**To do**
Each record, word for word and stripped of pictures, is what the answer should contain.

———

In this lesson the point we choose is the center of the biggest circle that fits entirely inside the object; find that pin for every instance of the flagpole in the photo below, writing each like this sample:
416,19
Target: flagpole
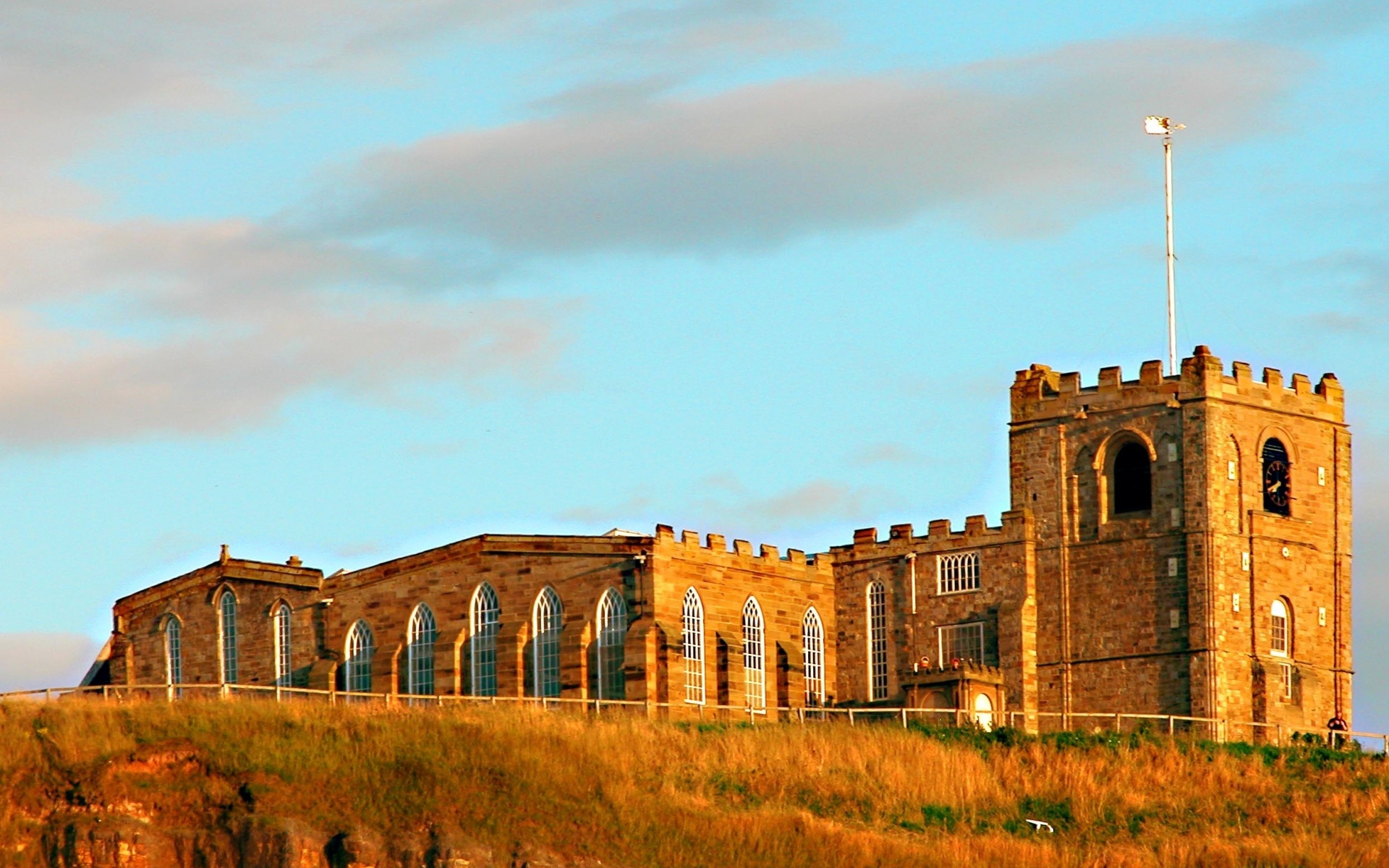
1156,125
1171,263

———

**Solution for this exercise**
In this lesson the point we choose is the center of the biggest circle that fits entirely inside the object; find that pin for every instance of the flagpole in the photo below, writing each like this sample:
416,19
Target: flagpole
1156,125
1171,263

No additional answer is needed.